===== Dataset records

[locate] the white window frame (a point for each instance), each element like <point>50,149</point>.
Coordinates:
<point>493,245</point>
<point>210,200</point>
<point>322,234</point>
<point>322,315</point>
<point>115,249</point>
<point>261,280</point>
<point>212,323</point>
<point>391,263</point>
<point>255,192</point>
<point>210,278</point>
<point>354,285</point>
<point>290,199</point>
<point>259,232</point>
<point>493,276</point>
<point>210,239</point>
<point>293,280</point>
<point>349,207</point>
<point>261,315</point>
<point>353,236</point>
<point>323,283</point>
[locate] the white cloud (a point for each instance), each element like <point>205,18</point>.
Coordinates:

==========

## Exercise aim:
The records above are to be given again in full, exactly as written.

## Solution to this exercise:
[locate] the white window frame (a point for each instance), each element like <point>50,149</point>.
Coordinates:
<point>493,245</point>
<point>210,200</point>
<point>322,234</point>
<point>322,315</point>
<point>115,249</point>
<point>261,280</point>
<point>212,323</point>
<point>391,263</point>
<point>255,192</point>
<point>210,278</point>
<point>354,285</point>
<point>290,199</point>
<point>259,232</point>
<point>493,276</point>
<point>210,239</point>
<point>293,280</point>
<point>349,207</point>
<point>261,315</point>
<point>353,236</point>
<point>323,283</point>
[locate] the white cloud (a point for each instance), each element like <point>205,18</point>.
Coordinates:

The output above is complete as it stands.